* **Aim of the exercise**: Output the entries that follow, word for word.

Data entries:
==========

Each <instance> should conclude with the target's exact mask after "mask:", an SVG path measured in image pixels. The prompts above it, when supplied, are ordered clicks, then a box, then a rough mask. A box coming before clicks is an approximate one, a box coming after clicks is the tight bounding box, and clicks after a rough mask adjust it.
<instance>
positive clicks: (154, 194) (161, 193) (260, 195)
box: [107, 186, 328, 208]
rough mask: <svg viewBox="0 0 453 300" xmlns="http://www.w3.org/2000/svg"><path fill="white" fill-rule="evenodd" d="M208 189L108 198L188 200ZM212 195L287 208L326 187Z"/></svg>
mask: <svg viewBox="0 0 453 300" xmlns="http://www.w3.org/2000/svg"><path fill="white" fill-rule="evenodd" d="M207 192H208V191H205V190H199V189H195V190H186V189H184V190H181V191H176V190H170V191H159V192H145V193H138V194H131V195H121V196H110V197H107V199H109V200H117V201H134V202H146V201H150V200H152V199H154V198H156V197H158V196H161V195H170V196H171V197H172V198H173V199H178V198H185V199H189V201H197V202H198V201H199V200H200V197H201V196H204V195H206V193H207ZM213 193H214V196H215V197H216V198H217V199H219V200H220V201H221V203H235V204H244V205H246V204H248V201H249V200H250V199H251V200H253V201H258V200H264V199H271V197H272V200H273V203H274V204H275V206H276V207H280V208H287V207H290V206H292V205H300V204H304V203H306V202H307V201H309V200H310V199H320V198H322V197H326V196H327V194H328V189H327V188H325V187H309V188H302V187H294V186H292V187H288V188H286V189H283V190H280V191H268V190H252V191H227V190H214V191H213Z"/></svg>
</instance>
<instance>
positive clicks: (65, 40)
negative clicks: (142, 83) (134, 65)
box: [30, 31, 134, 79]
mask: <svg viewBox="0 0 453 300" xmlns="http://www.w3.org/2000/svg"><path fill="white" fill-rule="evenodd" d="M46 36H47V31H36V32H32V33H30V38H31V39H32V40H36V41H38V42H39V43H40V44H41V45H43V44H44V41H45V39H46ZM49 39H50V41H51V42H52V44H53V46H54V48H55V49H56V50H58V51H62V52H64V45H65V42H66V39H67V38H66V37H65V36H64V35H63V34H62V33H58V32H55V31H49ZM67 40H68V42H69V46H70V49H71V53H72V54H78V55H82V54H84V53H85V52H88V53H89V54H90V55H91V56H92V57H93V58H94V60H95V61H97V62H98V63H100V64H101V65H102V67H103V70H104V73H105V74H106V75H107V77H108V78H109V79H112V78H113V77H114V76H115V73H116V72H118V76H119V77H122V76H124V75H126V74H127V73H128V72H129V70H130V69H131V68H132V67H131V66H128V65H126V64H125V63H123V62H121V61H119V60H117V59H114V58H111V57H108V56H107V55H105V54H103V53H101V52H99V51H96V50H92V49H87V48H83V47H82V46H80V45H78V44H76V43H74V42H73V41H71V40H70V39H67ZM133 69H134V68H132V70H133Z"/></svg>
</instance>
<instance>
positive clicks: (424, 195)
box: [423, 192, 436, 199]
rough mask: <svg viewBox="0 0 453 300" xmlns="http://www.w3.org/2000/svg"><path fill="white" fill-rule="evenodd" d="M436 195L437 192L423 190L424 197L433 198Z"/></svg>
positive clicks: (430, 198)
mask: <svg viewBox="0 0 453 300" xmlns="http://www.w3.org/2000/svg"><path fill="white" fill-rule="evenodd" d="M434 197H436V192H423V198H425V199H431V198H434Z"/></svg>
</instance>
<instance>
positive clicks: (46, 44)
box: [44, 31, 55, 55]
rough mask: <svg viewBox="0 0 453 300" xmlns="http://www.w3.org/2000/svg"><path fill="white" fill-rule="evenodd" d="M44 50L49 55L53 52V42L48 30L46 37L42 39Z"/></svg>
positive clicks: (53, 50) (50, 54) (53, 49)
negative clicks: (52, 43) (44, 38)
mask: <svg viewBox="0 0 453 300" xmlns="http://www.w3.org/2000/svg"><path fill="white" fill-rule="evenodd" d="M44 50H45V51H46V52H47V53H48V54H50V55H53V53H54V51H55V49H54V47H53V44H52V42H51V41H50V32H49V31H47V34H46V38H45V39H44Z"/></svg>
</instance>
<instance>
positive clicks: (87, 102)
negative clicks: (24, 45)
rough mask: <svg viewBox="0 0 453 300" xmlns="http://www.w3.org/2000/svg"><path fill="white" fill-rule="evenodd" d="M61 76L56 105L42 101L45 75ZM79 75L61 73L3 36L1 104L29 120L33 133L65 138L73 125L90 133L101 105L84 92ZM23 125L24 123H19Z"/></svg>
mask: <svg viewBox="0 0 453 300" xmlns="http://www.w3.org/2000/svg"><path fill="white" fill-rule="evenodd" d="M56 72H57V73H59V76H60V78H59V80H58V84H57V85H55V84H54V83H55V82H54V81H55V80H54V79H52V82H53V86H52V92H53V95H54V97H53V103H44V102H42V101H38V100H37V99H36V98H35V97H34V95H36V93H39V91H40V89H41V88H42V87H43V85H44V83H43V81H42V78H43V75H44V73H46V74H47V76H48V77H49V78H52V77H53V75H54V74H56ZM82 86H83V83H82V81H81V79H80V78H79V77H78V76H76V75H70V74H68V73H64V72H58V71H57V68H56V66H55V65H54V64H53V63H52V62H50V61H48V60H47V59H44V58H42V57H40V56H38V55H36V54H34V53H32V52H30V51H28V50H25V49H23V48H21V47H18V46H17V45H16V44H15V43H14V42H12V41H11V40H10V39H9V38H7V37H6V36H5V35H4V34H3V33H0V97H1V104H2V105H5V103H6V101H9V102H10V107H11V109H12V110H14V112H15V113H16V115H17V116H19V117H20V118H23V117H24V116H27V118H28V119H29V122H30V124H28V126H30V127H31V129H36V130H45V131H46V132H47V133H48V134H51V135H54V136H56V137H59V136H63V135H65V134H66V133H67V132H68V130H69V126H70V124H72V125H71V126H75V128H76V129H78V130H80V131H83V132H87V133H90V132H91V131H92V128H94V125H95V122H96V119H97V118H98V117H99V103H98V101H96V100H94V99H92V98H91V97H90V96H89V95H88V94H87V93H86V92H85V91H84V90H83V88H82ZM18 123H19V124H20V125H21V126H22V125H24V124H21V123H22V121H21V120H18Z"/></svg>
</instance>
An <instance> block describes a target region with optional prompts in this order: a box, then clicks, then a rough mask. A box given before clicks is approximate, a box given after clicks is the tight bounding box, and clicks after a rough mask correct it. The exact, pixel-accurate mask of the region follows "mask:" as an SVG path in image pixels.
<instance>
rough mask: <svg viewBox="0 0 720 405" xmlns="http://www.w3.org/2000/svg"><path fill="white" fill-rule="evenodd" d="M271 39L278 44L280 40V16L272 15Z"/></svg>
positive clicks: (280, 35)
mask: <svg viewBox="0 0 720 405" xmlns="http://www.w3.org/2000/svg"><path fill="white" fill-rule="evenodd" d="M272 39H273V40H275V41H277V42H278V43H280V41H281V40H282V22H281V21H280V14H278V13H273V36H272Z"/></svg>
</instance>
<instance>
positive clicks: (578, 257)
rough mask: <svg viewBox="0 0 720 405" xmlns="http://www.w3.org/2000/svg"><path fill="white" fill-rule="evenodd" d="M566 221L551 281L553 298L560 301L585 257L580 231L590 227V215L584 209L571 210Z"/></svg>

==========

* **Task result**:
Each <instance> should conclude with the target's exact mask after "mask:", an SVG path measured in image pixels. The prompts above it, when supplied, are ordered clicks, then a box, then a rough mask. A box coming before clicks is an approximate one, a box coming after clicks is the tight bounding box, and clicks after a rough mask adjust it.
<instance>
positive clicks: (154, 194) (161, 193) (260, 195)
box: [107, 186, 328, 208]
rough mask: <svg viewBox="0 0 453 300" xmlns="http://www.w3.org/2000/svg"><path fill="white" fill-rule="evenodd" d="M208 189L108 198L188 200ZM212 195L287 208L326 187Z"/></svg>
mask: <svg viewBox="0 0 453 300" xmlns="http://www.w3.org/2000/svg"><path fill="white" fill-rule="evenodd" d="M207 192H208V191H205V190H199V189H195V190H186V189H184V190H181V191H176V190H170V191H159V192H145V193H138V194H131V195H121V196H110V197H107V199H109V200H117V201H134V202H146V201H150V200H152V199H154V198H156V197H158V196H161V195H170V196H171V197H172V198H173V199H178V198H185V199H189V201H197V202H198V201H199V200H200V197H201V196H204V195H206V193H207ZM213 193H214V196H215V197H216V198H217V199H219V200H220V201H221V203H235V204H244V205H246V204H248V201H249V200H250V199H251V200H253V201H258V200H264V199H271V197H272V200H273V203H274V204H275V206H276V207H280V208H287V207H290V206H292V205H300V204H304V203H306V202H307V201H309V200H310V199H320V198H322V197H326V196H327V194H328V189H327V188H325V187H309V188H302V187H294V186H292V187H288V188H286V189H283V190H280V191H268V190H252V191H227V190H214V191H213Z"/></svg>
</instance>
<instance>
positive clicks: (65, 40)
negative clicks: (142, 83) (134, 65)
box: [30, 31, 134, 79]
mask: <svg viewBox="0 0 453 300" xmlns="http://www.w3.org/2000/svg"><path fill="white" fill-rule="evenodd" d="M46 36H47V31H36V32H32V33H30V38H31V39H32V40H36V41H38V42H39V43H40V44H41V45H43V44H44V41H45V39H46ZM49 39H50V41H51V42H52V44H53V46H54V48H55V49H56V50H58V51H62V52H64V45H65V42H66V39H67V38H66V37H65V36H64V35H63V34H62V33H58V32H55V31H49ZM67 40H68V42H69V46H70V49H71V53H72V54H78V55H82V54H84V53H85V52H88V53H89V54H90V55H91V56H92V57H93V58H94V60H95V61H97V62H98V63H100V64H101V65H102V67H103V70H104V73H105V74H106V75H107V77H108V78H109V79H112V78H113V77H114V76H115V73H116V72H118V76H119V77H122V76H124V75H126V74H127V73H128V72H129V70H130V69H131V68H132V67H131V66H128V65H126V64H125V63H123V62H121V61H119V60H117V59H114V58H111V57H108V56H107V55H105V54H103V53H101V52H99V51H96V50H92V49H87V48H83V47H82V46H80V45H78V44H76V43H74V42H73V41H71V40H70V39H67ZM133 69H134V68H132V70H133Z"/></svg>
</instance>
<instance>
positive clicks: (424, 195)
box: [423, 192, 436, 199]
rough mask: <svg viewBox="0 0 453 300" xmlns="http://www.w3.org/2000/svg"><path fill="white" fill-rule="evenodd" d="M436 195L437 192L423 190L424 197L433 198Z"/></svg>
positive clicks: (430, 198)
mask: <svg viewBox="0 0 453 300" xmlns="http://www.w3.org/2000/svg"><path fill="white" fill-rule="evenodd" d="M434 197H436V192H423V198H425V199H431V198H434Z"/></svg>
</instance>
<instance>
positive clicks: (46, 44)
box: [44, 31, 55, 55]
rough mask: <svg viewBox="0 0 453 300" xmlns="http://www.w3.org/2000/svg"><path fill="white" fill-rule="evenodd" d="M44 50L49 55L53 52V42L48 30L46 37L42 39Z"/></svg>
positive clicks: (53, 50) (50, 54) (53, 49)
negative clicks: (52, 43) (44, 38)
mask: <svg viewBox="0 0 453 300" xmlns="http://www.w3.org/2000/svg"><path fill="white" fill-rule="evenodd" d="M44 50H45V51H46V52H47V53H48V54H50V55H53V53H54V51H55V49H54V47H53V44H52V42H51V41H50V32H49V31H47V34H46V38H45V39H44Z"/></svg>
</instance>
<instance>
positive clicks: (87, 102)
negative clicks: (24, 45)
rough mask: <svg viewBox="0 0 453 300" xmlns="http://www.w3.org/2000/svg"><path fill="white" fill-rule="evenodd" d="M61 76L56 105L42 101L45 75ZM79 75L61 73L3 36L1 104L29 120L33 133L65 138L73 125L90 133L101 105L84 92ZM23 125L24 123H19Z"/></svg>
mask: <svg viewBox="0 0 453 300" xmlns="http://www.w3.org/2000/svg"><path fill="white" fill-rule="evenodd" d="M56 72H57V73H59V76H60V78H59V80H58V84H57V85H55V84H54V83H55V82H54V81H55V80H54V79H52V82H53V86H52V92H53V95H54V97H53V103H44V102H42V101H38V100H37V99H36V98H35V97H34V95H36V93H39V91H40V89H41V88H42V87H43V85H44V83H43V81H42V78H43V75H44V73H46V74H47V76H48V77H49V78H52V77H53V75H54V74H56ZM82 86H83V83H82V81H81V79H80V78H79V77H78V76H76V75H70V74H68V73H64V72H58V71H57V68H56V66H55V65H54V64H53V63H52V62H50V61H48V60H47V59H44V58H42V57H40V56H38V55H36V54H34V53H32V52H30V51H28V50H25V49H23V48H21V47H18V46H17V45H16V44H15V43H14V42H12V41H11V40H10V39H9V38H7V37H6V36H5V35H4V34H3V33H0V97H1V104H2V105H5V103H6V101H9V102H10V107H11V109H12V110H14V112H15V113H16V115H17V116H19V117H20V118H23V117H24V116H27V118H28V119H29V122H30V124H28V126H30V127H31V129H36V130H45V131H46V132H47V133H48V134H51V135H54V136H56V137H59V136H63V135H65V134H66V133H67V132H68V130H69V126H70V124H72V125H71V126H75V128H76V129H78V130H80V131H83V132H87V133H90V132H91V131H92V128H94V125H95V122H96V119H97V118H98V117H99V103H98V101H96V100H94V99H92V98H91V97H90V96H89V95H88V94H87V93H86V92H85V91H84V90H83V88H82ZM18 123H19V124H20V125H21V126H22V125H24V124H21V123H22V121H21V120H18Z"/></svg>
</instance>
An <instance> block describes a target region with optional prompts in this order: a box, then clicks, then a rough mask. A box given before clicks is approximate, a box given after clicks is the tight bounding box, and clicks after a rough mask correct it. The exact, pixel-accurate mask of the region follows "mask:" as an SVG path in image pixels.
<instance>
rough mask: <svg viewBox="0 0 720 405" xmlns="http://www.w3.org/2000/svg"><path fill="white" fill-rule="evenodd" d="M271 39L278 44L280 40V16L272 15Z"/></svg>
positive clicks: (280, 35)
mask: <svg viewBox="0 0 720 405" xmlns="http://www.w3.org/2000/svg"><path fill="white" fill-rule="evenodd" d="M272 39H273V40H275V41H277V42H278V43H280V41H281V40H282V22H281V21H280V14H278V13H273V36H272Z"/></svg>
</instance>
<instance>
positive clicks: (578, 257)
rough mask: <svg viewBox="0 0 720 405" xmlns="http://www.w3.org/2000/svg"><path fill="white" fill-rule="evenodd" d="M566 221L551 281L553 298L560 301L585 257L580 231L590 227V215L584 209L571 210Z"/></svg>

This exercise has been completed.